INSTRUCTIONS TO FOLLOW
Every line from the line containing "of the bench" through the final line of the data is to be printed exactly; no other line is to appear.

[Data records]
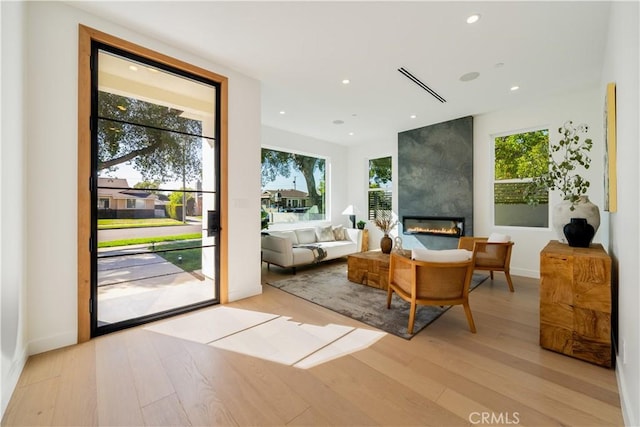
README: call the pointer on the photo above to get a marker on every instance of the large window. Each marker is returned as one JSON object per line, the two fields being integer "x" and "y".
{"x": 518, "y": 159}
{"x": 379, "y": 186}
{"x": 293, "y": 186}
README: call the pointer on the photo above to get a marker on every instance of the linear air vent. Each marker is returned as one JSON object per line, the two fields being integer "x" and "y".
{"x": 417, "y": 81}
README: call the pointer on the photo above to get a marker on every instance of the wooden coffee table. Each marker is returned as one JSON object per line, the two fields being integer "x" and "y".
{"x": 369, "y": 268}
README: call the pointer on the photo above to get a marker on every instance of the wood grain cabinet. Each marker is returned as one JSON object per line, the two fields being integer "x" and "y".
{"x": 575, "y": 302}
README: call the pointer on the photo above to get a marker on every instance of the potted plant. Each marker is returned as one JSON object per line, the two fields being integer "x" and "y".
{"x": 565, "y": 159}
{"x": 385, "y": 222}
{"x": 264, "y": 220}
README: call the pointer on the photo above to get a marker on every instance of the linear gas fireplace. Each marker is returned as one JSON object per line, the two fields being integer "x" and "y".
{"x": 433, "y": 225}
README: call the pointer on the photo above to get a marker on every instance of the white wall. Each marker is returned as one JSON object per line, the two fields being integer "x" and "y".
{"x": 336, "y": 173}
{"x": 52, "y": 81}
{"x": 621, "y": 67}
{"x": 12, "y": 203}
{"x": 580, "y": 107}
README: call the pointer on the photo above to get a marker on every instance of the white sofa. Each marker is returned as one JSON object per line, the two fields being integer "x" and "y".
{"x": 292, "y": 248}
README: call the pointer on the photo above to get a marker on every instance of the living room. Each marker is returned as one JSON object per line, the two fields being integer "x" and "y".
{"x": 39, "y": 252}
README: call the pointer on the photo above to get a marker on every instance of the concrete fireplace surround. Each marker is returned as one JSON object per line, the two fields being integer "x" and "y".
{"x": 435, "y": 177}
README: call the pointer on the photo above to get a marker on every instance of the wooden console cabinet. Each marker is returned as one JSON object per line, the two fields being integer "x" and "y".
{"x": 575, "y": 302}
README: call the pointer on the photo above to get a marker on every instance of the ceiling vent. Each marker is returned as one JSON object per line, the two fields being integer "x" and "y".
{"x": 417, "y": 81}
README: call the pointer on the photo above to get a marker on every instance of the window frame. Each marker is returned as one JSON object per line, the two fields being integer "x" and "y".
{"x": 516, "y": 180}
{"x": 294, "y": 203}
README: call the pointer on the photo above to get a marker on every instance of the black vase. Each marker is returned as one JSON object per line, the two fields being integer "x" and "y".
{"x": 579, "y": 233}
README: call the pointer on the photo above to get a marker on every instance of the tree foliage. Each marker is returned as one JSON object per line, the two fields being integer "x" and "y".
{"x": 523, "y": 155}
{"x": 566, "y": 158}
{"x": 280, "y": 163}
{"x": 379, "y": 171}
{"x": 156, "y": 140}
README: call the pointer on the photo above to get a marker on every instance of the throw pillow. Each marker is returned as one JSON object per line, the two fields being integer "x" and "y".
{"x": 325, "y": 234}
{"x": 498, "y": 238}
{"x": 306, "y": 235}
{"x": 443, "y": 255}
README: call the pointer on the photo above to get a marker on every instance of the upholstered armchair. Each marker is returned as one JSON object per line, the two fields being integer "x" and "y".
{"x": 438, "y": 282}
{"x": 492, "y": 253}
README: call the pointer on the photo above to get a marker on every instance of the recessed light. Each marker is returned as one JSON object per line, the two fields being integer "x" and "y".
{"x": 473, "y": 18}
{"x": 469, "y": 76}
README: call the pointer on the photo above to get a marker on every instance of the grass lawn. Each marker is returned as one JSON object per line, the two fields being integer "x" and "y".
{"x": 187, "y": 259}
{"x": 105, "y": 224}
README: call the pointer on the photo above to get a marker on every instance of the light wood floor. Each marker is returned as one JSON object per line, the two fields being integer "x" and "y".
{"x": 444, "y": 376}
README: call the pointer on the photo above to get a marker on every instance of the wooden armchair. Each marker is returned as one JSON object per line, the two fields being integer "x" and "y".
{"x": 489, "y": 255}
{"x": 430, "y": 283}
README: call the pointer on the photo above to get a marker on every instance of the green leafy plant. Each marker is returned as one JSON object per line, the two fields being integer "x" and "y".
{"x": 566, "y": 157}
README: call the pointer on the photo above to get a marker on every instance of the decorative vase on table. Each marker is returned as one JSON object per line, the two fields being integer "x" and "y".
{"x": 579, "y": 233}
{"x": 386, "y": 244}
{"x": 583, "y": 208}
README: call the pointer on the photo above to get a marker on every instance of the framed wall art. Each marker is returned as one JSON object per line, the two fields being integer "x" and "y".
{"x": 610, "y": 180}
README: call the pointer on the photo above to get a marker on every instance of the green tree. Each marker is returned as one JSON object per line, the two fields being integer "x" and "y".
{"x": 279, "y": 163}
{"x": 379, "y": 171}
{"x": 523, "y": 155}
{"x": 157, "y": 141}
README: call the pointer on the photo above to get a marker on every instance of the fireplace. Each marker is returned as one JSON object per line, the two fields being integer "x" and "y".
{"x": 433, "y": 225}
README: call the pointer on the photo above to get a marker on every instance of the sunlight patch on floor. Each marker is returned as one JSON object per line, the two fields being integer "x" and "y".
{"x": 268, "y": 336}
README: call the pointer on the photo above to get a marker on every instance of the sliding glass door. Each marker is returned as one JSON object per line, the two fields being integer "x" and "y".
{"x": 154, "y": 190}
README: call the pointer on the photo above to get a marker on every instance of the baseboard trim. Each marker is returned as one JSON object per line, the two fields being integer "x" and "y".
{"x": 11, "y": 381}
{"x": 629, "y": 418}
{"x": 53, "y": 342}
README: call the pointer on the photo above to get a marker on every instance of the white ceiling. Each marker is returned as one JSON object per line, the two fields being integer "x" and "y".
{"x": 301, "y": 52}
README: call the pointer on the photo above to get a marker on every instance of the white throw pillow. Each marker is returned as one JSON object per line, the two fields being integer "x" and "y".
{"x": 338, "y": 232}
{"x": 306, "y": 235}
{"x": 498, "y": 238}
{"x": 443, "y": 255}
{"x": 291, "y": 235}
{"x": 325, "y": 234}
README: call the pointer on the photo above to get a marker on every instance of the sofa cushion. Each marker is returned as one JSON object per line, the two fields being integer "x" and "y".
{"x": 306, "y": 235}
{"x": 325, "y": 234}
{"x": 291, "y": 235}
{"x": 443, "y": 255}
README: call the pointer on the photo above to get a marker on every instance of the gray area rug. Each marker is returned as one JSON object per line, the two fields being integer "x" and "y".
{"x": 329, "y": 288}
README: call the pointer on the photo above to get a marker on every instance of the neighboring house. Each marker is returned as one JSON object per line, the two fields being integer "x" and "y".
{"x": 116, "y": 199}
{"x": 285, "y": 200}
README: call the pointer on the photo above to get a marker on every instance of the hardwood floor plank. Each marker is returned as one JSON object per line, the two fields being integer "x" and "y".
{"x": 115, "y": 385}
{"x": 385, "y": 400}
{"x": 167, "y": 411}
{"x": 151, "y": 381}
{"x": 77, "y": 400}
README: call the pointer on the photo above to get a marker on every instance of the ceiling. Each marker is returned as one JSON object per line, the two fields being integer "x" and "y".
{"x": 302, "y": 51}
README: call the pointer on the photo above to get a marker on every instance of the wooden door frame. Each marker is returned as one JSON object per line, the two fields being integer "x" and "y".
{"x": 86, "y": 36}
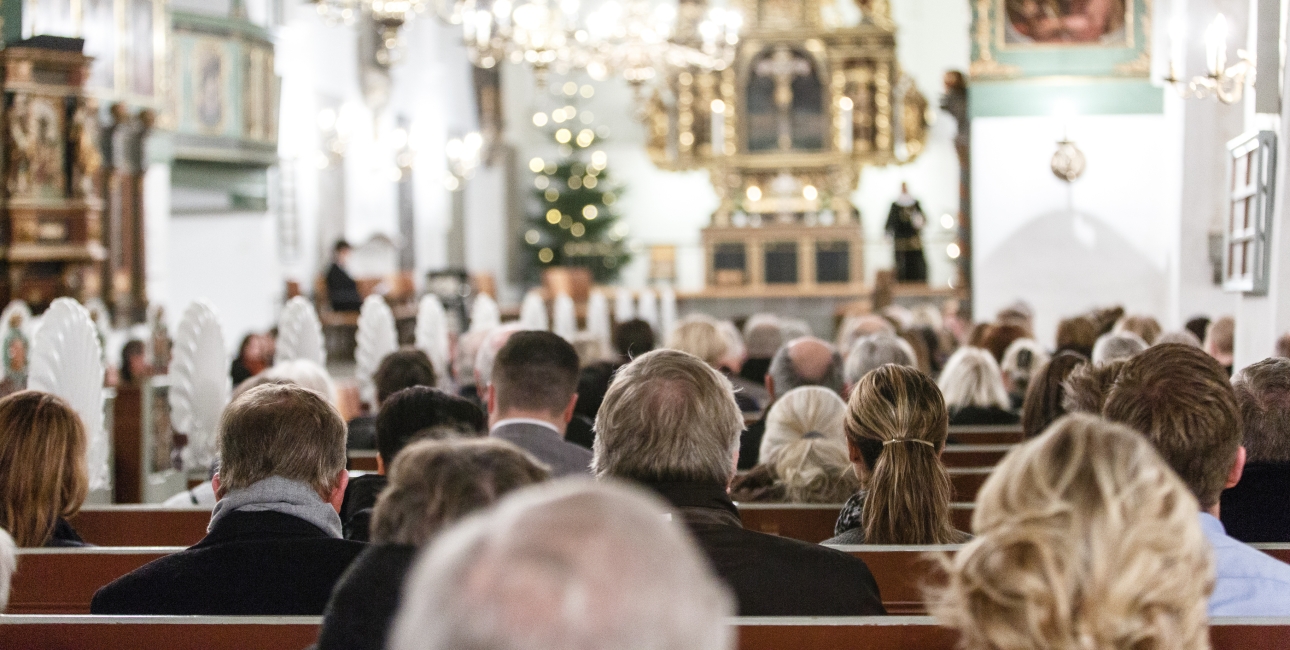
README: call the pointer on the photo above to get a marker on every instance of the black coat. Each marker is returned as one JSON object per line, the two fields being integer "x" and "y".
{"x": 367, "y": 599}
{"x": 773, "y": 575}
{"x": 249, "y": 564}
{"x": 342, "y": 290}
{"x": 1258, "y": 508}
{"x": 360, "y": 498}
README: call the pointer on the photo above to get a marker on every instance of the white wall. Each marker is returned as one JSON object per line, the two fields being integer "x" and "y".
{"x": 1102, "y": 240}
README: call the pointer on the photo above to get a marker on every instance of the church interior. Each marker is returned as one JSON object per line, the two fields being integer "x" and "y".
{"x": 204, "y": 196}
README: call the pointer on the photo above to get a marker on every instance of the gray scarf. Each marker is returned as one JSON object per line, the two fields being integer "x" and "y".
{"x": 277, "y": 494}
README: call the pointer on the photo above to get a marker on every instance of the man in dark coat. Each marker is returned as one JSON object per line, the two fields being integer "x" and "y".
{"x": 274, "y": 544}
{"x": 671, "y": 423}
{"x": 341, "y": 289}
{"x": 1258, "y": 508}
{"x": 532, "y": 396}
{"x": 904, "y": 225}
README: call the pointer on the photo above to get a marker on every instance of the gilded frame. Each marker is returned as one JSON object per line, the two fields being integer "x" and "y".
{"x": 993, "y": 58}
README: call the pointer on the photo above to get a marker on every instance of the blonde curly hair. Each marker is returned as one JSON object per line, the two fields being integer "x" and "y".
{"x": 1086, "y": 541}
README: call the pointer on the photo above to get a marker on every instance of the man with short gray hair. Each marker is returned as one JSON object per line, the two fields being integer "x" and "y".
{"x": 1258, "y": 508}
{"x": 875, "y": 351}
{"x": 274, "y": 544}
{"x": 670, "y": 422}
{"x": 801, "y": 361}
{"x": 569, "y": 565}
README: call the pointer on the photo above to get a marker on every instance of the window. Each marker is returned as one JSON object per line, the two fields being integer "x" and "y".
{"x": 1245, "y": 236}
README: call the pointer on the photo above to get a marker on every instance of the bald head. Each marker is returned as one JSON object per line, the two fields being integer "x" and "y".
{"x": 805, "y": 361}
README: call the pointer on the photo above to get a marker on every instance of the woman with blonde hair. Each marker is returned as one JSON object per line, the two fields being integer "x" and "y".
{"x": 973, "y": 387}
{"x": 803, "y": 453}
{"x": 1085, "y": 539}
{"x": 43, "y": 472}
{"x": 895, "y": 427}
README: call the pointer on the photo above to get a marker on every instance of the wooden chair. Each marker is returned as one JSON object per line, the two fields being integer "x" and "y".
{"x": 141, "y": 525}
{"x": 63, "y": 581}
{"x": 118, "y": 632}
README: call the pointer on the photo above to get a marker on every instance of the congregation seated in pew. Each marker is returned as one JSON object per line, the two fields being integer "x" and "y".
{"x": 412, "y": 414}
{"x": 671, "y": 423}
{"x": 803, "y": 453}
{"x": 1086, "y": 530}
{"x": 43, "y": 470}
{"x": 432, "y": 484}
{"x": 274, "y": 544}
{"x": 897, "y": 426}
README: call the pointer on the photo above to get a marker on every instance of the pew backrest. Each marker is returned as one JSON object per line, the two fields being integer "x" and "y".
{"x": 987, "y": 433}
{"x": 63, "y": 581}
{"x": 141, "y": 525}
{"x": 118, "y": 632}
{"x": 974, "y": 455}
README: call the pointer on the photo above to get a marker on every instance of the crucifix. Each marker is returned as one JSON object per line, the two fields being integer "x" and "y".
{"x": 783, "y": 66}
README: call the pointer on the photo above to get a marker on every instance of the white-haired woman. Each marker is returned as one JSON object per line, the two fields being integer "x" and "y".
{"x": 974, "y": 391}
{"x": 1022, "y": 359}
{"x": 1085, "y": 539}
{"x": 803, "y": 453}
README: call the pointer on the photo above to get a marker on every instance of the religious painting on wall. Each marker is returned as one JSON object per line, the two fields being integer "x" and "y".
{"x": 1017, "y": 39}
{"x": 1066, "y": 22}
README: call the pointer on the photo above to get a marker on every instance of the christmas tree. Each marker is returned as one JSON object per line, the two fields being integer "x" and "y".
{"x": 574, "y": 223}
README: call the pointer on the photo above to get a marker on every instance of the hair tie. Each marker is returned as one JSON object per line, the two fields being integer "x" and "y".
{"x": 885, "y": 443}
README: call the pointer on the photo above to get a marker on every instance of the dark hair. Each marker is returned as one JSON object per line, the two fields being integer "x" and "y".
{"x": 408, "y": 413}
{"x": 1197, "y": 325}
{"x": 1263, "y": 395}
{"x": 535, "y": 372}
{"x": 403, "y": 369}
{"x": 592, "y": 384}
{"x": 999, "y": 337}
{"x": 132, "y": 348}
{"x": 1183, "y": 401}
{"x": 634, "y": 338}
{"x": 1044, "y": 396}
{"x": 1077, "y": 334}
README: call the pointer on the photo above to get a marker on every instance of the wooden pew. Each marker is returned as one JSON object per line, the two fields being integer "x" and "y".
{"x": 922, "y": 633}
{"x": 158, "y": 632}
{"x": 968, "y": 481}
{"x": 141, "y": 525}
{"x": 25, "y": 632}
{"x": 363, "y": 461}
{"x": 986, "y": 435}
{"x": 814, "y": 522}
{"x": 974, "y": 455}
{"x": 63, "y": 581}
{"x": 902, "y": 571}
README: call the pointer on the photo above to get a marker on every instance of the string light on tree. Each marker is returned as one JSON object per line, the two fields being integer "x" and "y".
{"x": 573, "y": 221}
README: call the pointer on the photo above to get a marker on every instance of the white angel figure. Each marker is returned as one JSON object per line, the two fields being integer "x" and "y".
{"x": 378, "y": 335}
{"x": 67, "y": 361}
{"x": 199, "y": 382}
{"x": 299, "y": 334}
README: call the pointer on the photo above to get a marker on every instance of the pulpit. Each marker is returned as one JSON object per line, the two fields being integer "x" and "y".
{"x": 50, "y": 231}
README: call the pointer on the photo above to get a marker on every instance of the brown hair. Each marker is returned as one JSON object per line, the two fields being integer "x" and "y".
{"x": 43, "y": 454}
{"x": 1044, "y": 397}
{"x": 1263, "y": 395}
{"x": 1077, "y": 334}
{"x": 432, "y": 484}
{"x": 1180, "y": 399}
{"x": 1086, "y": 387}
{"x": 281, "y": 430}
{"x": 898, "y": 422}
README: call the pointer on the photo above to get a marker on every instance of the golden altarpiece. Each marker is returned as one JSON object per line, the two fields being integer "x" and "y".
{"x": 813, "y": 96}
{"x": 50, "y": 243}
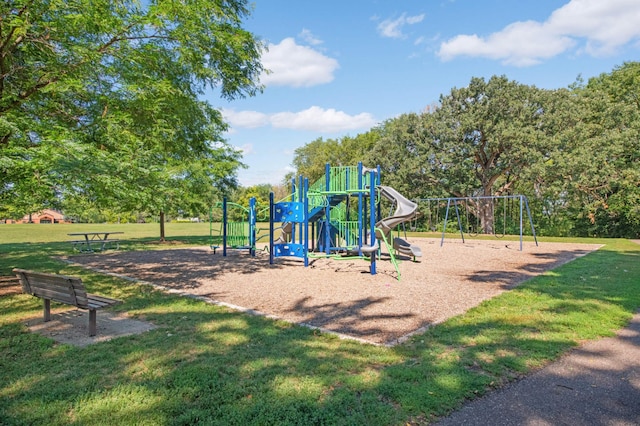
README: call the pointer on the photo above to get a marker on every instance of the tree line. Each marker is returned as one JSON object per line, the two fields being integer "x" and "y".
{"x": 574, "y": 152}
{"x": 100, "y": 104}
{"x": 101, "y": 116}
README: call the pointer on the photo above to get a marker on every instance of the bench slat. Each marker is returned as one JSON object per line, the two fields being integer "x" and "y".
{"x": 99, "y": 302}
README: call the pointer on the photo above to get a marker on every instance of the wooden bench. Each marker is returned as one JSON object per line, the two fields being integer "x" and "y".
{"x": 63, "y": 289}
{"x": 84, "y": 246}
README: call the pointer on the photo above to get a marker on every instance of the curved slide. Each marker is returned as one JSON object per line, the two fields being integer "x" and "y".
{"x": 406, "y": 210}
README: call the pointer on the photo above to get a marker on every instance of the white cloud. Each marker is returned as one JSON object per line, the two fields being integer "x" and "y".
{"x": 392, "y": 28}
{"x": 602, "y": 26}
{"x": 297, "y": 66}
{"x": 315, "y": 119}
{"x": 247, "y": 119}
{"x": 308, "y": 37}
{"x": 321, "y": 120}
{"x": 246, "y": 149}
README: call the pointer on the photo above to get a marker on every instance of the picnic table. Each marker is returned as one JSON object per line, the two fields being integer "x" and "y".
{"x": 95, "y": 241}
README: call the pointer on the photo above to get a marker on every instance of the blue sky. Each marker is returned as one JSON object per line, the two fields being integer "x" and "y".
{"x": 342, "y": 67}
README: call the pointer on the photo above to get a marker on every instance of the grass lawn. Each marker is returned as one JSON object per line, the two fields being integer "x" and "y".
{"x": 210, "y": 365}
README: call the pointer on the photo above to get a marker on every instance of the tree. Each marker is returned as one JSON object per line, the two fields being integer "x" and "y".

RESULT OF THIS EXERCISE
README: call the pointer on the photo above to get a marker on every instance of the bench slat. Each marker is returned as one JSON object per line, the two fields being integer "x" and "y".
{"x": 99, "y": 302}
README: call the pointer on the photo above to get a marker on every instance of the wooden bench. Each marker is returned as one JSON object per line, the two fields being integer "x" and "y".
{"x": 63, "y": 289}
{"x": 84, "y": 246}
README: call the pointer on the photo above to get a marker on every instance of the curved slide. Each marker is returned as one JSON object per line, the two fields being integer "x" and "y".
{"x": 406, "y": 210}
README: call the pointer on the photo above to get a marker on every instance of the white cloud. Each marker is returned as one JSON object per line, the two fields being integer "x" and "y".
{"x": 392, "y": 28}
{"x": 602, "y": 26}
{"x": 297, "y": 66}
{"x": 315, "y": 119}
{"x": 247, "y": 119}
{"x": 308, "y": 37}
{"x": 321, "y": 120}
{"x": 246, "y": 149}
README: call the pointer on the photo above to get a marker on every instance of the picnic table. Each marker is returned as one JSON object per line, the two fields being integer "x" and "y".
{"x": 95, "y": 241}
README: call the pointer on the photo above to get a marker on every instance of the blue sky. Each marker is returned as one JSON object per line, the two fields being integer "x" and "y".
{"x": 342, "y": 67}
README: call the pointer on the photo above to get a marker on every instance of the grass lawn. Each marker is returned as one JSON object per line, the two fields being integer "x" and "y".
{"x": 210, "y": 365}
README: call the pointer on the photo above to get a marker on every instance of the tree. Each marker is returned as one JSON object per line, the two fields being integer "x" and "y".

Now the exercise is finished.